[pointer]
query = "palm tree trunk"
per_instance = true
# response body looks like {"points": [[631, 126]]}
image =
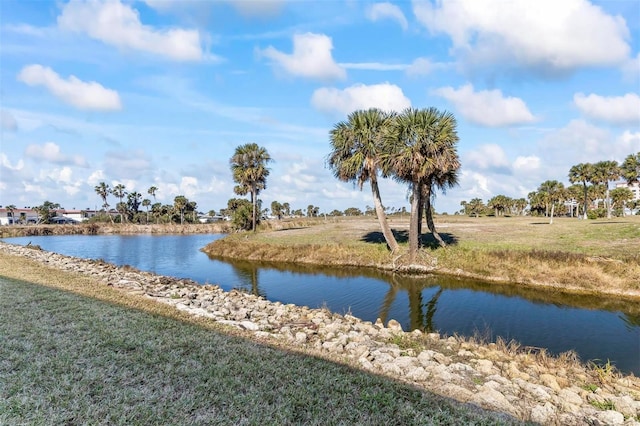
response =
{"points": [[254, 202], [429, 215], [414, 221], [382, 218], [586, 205]]}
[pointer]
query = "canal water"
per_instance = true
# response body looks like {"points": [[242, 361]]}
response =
{"points": [[597, 328]]}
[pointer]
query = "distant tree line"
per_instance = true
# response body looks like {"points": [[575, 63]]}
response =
{"points": [[589, 195]]}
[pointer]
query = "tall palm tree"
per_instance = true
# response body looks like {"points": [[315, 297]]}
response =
{"points": [[583, 173], [630, 168], [11, 208], [606, 171], [250, 172], [355, 157], [553, 193], [421, 151], [103, 190], [152, 191], [146, 203], [119, 192], [180, 203]]}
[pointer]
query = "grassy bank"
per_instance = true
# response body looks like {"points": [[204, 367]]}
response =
{"points": [[76, 352], [593, 257]]}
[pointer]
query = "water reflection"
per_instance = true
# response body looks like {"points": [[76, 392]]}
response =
{"points": [[247, 275], [595, 327], [415, 286]]}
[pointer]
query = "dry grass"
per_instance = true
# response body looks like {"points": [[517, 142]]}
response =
{"points": [[601, 256]]}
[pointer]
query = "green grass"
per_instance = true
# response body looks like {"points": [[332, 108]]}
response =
{"points": [[577, 256], [70, 359]]}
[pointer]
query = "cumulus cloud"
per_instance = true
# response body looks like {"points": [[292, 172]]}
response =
{"points": [[385, 96], [613, 109], [50, 152], [526, 164], [258, 8], [488, 157], [545, 35], [73, 91], [628, 142], [118, 24], [631, 68], [311, 58], [487, 107], [379, 11], [127, 164], [580, 141]]}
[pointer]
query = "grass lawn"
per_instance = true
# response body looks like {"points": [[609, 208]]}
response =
{"points": [[66, 358]]}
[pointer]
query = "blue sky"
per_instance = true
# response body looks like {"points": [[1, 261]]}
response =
{"points": [[160, 92]]}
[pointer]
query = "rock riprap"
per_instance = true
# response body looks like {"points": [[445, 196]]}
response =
{"points": [[522, 383]]}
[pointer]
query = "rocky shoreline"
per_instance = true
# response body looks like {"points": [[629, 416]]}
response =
{"points": [[521, 382]]}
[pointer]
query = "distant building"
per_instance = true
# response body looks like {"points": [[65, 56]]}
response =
{"points": [[8, 217]]}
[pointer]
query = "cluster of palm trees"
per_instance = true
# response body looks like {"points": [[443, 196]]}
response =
{"points": [[250, 172], [590, 186], [129, 210], [416, 146], [600, 174]]}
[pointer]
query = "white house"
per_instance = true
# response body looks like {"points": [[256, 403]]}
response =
{"points": [[10, 217]]}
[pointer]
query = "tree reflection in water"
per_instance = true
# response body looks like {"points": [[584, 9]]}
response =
{"points": [[248, 280], [421, 318]]}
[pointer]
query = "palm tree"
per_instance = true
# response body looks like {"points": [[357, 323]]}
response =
{"points": [[620, 197], [11, 209], [120, 193], [355, 157], [180, 203], [152, 191], [583, 173], [249, 169], [103, 190], [421, 151], [630, 168], [146, 203], [606, 171], [553, 192]]}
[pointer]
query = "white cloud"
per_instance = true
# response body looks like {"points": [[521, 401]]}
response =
{"points": [[544, 35], [8, 121], [526, 164], [380, 11], [613, 109], [258, 8], [50, 152], [629, 142], [487, 107], [631, 68], [96, 177], [373, 66], [119, 25], [311, 58], [578, 142], [487, 157], [385, 96], [80, 94]]}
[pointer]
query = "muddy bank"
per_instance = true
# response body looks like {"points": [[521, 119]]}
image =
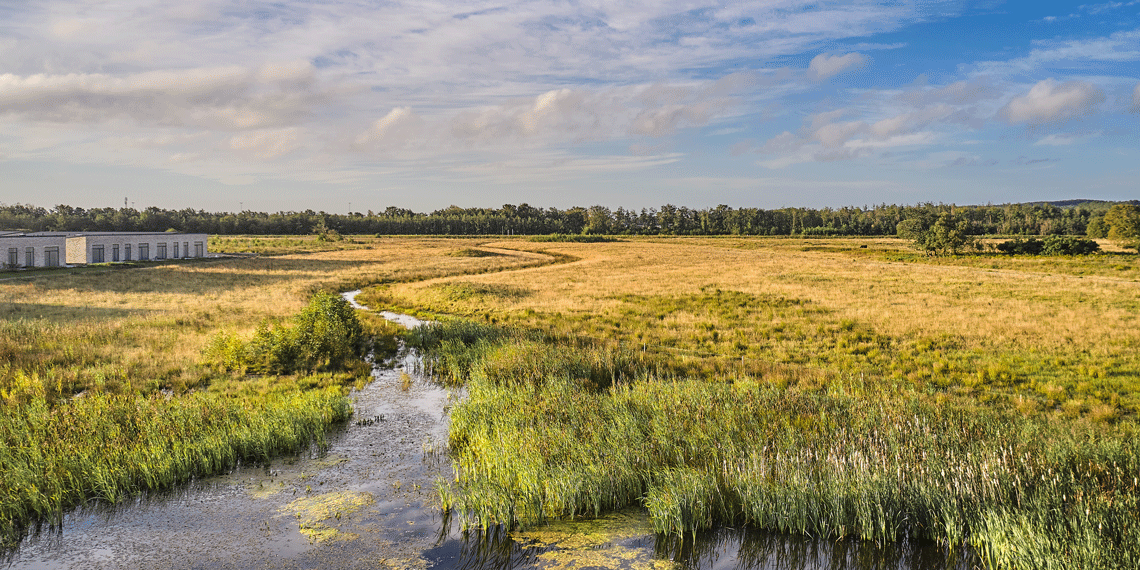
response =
{"points": [[371, 502]]}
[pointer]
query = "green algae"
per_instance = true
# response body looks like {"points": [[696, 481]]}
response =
{"points": [[605, 542], [319, 516]]}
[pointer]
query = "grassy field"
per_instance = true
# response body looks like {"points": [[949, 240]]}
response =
{"points": [[1055, 335], [105, 389], [829, 387]]}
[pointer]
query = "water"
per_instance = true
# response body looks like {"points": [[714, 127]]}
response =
{"points": [[379, 475]]}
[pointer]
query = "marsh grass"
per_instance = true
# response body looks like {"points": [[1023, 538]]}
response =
{"points": [[556, 431], [1049, 339], [105, 392]]}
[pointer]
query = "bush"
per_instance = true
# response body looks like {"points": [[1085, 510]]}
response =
{"points": [[944, 235], [1031, 246], [324, 336], [1052, 245]]}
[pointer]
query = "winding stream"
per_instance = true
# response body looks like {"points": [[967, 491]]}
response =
{"points": [[369, 503]]}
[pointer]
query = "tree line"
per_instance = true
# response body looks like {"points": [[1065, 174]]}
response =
{"points": [[1039, 219]]}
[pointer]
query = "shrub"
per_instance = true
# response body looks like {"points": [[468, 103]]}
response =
{"points": [[1052, 245], [324, 336], [945, 235]]}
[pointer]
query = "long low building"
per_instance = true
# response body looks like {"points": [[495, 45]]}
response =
{"points": [[49, 249]]}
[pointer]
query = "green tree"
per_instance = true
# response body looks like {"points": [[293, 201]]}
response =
{"points": [[1123, 221], [947, 234]]}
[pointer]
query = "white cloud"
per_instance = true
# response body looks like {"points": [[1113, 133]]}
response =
{"points": [[265, 145], [393, 129], [1049, 100], [1056, 140], [229, 97], [824, 65]]}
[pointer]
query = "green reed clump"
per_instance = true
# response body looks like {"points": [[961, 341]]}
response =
{"points": [[113, 446], [583, 238], [325, 335], [534, 441], [456, 349]]}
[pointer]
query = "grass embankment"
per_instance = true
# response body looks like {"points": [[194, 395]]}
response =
{"points": [[819, 311], [552, 431], [808, 387], [119, 382]]}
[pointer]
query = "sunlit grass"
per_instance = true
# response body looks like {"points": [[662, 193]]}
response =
{"points": [[1060, 342], [105, 389]]}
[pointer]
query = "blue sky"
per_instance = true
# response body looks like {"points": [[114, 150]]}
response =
{"points": [[335, 105]]}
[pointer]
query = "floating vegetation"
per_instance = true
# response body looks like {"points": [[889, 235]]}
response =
{"points": [[111, 447], [319, 516], [611, 540], [1017, 490]]}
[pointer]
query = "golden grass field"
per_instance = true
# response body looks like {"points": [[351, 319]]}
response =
{"points": [[148, 325], [1053, 334], [783, 324]]}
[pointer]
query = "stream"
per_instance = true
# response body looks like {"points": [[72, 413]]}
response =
{"points": [[369, 502]]}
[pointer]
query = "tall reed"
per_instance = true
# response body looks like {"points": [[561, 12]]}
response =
{"points": [[537, 438], [112, 446]]}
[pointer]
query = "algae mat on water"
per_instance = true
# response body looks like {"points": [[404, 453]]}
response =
{"points": [[613, 540], [319, 516]]}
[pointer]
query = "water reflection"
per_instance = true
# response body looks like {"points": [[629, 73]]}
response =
{"points": [[749, 548], [625, 540]]}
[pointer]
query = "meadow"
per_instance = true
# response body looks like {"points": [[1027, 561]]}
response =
{"points": [[107, 390], [831, 387], [838, 388]]}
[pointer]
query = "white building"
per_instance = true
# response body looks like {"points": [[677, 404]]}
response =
{"points": [[47, 249], [33, 250]]}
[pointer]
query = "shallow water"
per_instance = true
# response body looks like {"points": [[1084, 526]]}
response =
{"points": [[371, 503]]}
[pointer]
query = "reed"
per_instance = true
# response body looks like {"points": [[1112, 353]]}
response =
{"points": [[113, 446], [105, 391], [537, 438]]}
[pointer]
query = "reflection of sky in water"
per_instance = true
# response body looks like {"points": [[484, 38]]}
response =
{"points": [[625, 540], [238, 520]]}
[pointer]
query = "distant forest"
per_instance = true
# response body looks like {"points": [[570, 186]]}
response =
{"points": [[1043, 218]]}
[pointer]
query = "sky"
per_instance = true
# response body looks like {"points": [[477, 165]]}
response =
{"points": [[356, 105]]}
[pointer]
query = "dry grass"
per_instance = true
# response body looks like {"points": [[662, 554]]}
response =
{"points": [[1060, 332]]}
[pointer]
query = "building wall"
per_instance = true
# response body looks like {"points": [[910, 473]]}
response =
{"points": [[82, 249], [39, 245]]}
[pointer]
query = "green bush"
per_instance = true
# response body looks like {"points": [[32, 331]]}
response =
{"points": [[324, 336], [1052, 245], [944, 235]]}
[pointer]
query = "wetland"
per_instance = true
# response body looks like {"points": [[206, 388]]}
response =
{"points": [[643, 402]]}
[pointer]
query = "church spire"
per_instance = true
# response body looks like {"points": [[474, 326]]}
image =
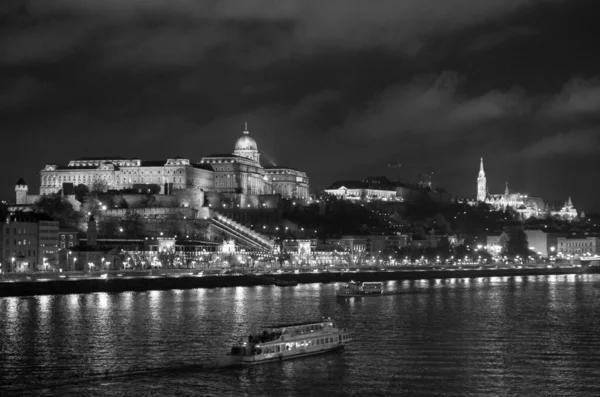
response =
{"points": [[481, 171]]}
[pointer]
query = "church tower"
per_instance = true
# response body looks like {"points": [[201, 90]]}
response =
{"points": [[246, 146], [21, 191], [481, 184], [92, 233]]}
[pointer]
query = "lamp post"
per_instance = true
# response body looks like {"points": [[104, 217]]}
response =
{"points": [[67, 266]]}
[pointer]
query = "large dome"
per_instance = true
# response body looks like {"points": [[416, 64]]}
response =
{"points": [[245, 142]]}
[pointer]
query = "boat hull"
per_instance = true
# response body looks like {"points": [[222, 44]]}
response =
{"points": [[291, 357], [346, 295], [279, 357]]}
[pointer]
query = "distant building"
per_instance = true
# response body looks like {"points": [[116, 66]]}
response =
{"points": [[523, 204], [67, 237], [542, 242], [381, 188], [578, 246], [239, 172]]}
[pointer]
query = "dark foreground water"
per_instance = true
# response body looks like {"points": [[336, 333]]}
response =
{"points": [[511, 336]]}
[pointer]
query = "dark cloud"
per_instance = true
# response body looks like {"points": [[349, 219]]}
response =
{"points": [[572, 143]]}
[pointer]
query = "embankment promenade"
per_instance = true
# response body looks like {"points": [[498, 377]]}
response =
{"points": [[146, 281]]}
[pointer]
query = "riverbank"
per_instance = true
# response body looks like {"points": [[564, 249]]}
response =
{"points": [[140, 282]]}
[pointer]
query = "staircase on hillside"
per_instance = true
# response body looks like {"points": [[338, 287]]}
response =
{"points": [[241, 233]]}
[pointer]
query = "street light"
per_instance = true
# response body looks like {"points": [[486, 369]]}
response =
{"points": [[68, 252]]}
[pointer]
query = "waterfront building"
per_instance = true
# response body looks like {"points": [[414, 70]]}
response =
{"points": [[67, 237], [239, 172], [28, 241], [578, 246]]}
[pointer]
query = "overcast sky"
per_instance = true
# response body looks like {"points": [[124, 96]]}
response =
{"points": [[337, 88]]}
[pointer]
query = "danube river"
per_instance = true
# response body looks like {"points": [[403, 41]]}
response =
{"points": [[497, 336]]}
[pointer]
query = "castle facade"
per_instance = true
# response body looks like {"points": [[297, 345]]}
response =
{"points": [[238, 172]]}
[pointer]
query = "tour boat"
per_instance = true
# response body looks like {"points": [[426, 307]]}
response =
{"points": [[287, 341], [357, 288]]}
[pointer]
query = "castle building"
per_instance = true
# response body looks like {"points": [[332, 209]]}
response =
{"points": [[238, 172], [525, 205]]}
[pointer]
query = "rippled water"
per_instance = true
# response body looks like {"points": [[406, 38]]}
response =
{"points": [[537, 335]]}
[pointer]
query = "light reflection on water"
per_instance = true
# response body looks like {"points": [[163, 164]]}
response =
{"points": [[518, 335]]}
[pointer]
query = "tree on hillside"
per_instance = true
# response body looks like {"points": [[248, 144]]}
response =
{"points": [[517, 243], [60, 209]]}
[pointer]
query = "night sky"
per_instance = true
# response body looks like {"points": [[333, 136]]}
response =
{"points": [[337, 88]]}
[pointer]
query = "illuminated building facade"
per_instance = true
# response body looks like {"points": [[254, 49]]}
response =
{"points": [[523, 204], [239, 172]]}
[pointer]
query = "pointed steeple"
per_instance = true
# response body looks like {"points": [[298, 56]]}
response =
{"points": [[482, 192]]}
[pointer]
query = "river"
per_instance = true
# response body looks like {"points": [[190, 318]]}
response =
{"points": [[495, 336]]}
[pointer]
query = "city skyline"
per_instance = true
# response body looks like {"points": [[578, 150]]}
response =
{"points": [[499, 80]]}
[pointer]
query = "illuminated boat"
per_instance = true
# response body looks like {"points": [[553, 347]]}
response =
{"points": [[357, 288], [288, 341]]}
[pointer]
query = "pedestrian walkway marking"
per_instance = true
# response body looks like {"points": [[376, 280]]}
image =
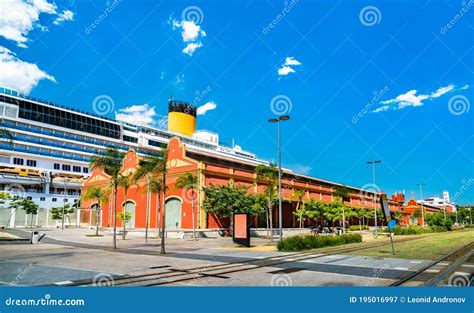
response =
{"points": [[66, 282], [432, 271]]}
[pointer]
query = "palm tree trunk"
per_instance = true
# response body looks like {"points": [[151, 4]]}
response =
{"points": [[115, 212], [158, 214], [192, 214], [124, 218], [163, 218], [148, 202], [97, 222], [270, 216]]}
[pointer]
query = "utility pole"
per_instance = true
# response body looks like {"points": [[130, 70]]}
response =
{"points": [[374, 195], [280, 221], [421, 204]]}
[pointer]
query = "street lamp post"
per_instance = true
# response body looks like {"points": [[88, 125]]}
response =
{"points": [[280, 221], [375, 199], [421, 204]]}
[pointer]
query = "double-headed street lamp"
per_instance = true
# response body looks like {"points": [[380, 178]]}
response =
{"points": [[375, 199], [280, 222]]}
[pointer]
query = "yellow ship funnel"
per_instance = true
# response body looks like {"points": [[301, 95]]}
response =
{"points": [[181, 117]]}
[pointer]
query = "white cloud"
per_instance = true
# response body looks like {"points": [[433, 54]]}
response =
{"points": [[18, 18], [441, 91], [191, 47], [191, 34], [287, 67], [206, 107], [285, 70], [292, 61], [66, 15], [19, 75], [412, 99], [137, 114]]}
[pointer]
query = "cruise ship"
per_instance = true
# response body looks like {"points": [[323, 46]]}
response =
{"points": [[48, 158]]}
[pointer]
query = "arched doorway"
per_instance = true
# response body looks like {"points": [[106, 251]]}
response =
{"points": [[130, 208], [173, 213]]}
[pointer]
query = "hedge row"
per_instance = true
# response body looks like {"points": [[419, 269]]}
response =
{"points": [[416, 230], [299, 243], [357, 227]]}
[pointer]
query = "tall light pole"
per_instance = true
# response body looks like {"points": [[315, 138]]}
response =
{"points": [[375, 199], [421, 204], [280, 222]]}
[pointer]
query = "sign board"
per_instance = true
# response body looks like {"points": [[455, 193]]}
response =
{"points": [[241, 233], [388, 217]]}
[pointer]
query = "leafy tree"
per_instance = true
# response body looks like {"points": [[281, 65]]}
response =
{"points": [[269, 175], [300, 211], [111, 163], [153, 168], [57, 213], [97, 194], [5, 196], [188, 181], [124, 216], [225, 200]]}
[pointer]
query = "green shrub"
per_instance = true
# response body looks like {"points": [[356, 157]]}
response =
{"points": [[356, 227], [416, 230], [300, 243]]}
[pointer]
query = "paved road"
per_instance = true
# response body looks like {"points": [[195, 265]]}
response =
{"points": [[68, 257]]}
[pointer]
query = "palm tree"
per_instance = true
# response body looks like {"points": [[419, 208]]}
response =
{"points": [[96, 193], [342, 192], [125, 182], [298, 194], [155, 168], [269, 174], [111, 163], [188, 181]]}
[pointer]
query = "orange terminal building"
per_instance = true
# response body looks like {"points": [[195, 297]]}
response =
{"points": [[211, 167]]}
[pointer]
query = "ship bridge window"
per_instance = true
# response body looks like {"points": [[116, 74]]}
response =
{"points": [[130, 139]]}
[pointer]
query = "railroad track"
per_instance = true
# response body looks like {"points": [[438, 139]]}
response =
{"points": [[439, 271], [169, 275]]}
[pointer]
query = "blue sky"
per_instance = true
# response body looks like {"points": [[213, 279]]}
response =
{"points": [[387, 80]]}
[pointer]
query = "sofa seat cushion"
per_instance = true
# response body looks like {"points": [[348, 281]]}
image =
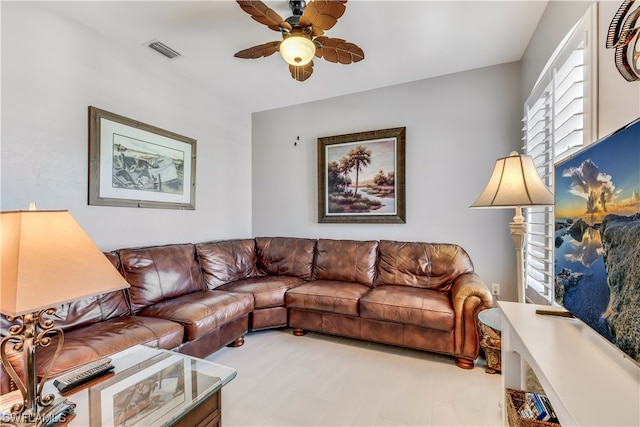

■ What you need to do
After reading the records above, say how many lines hold the string "dark", using only a number.

■ Result below
2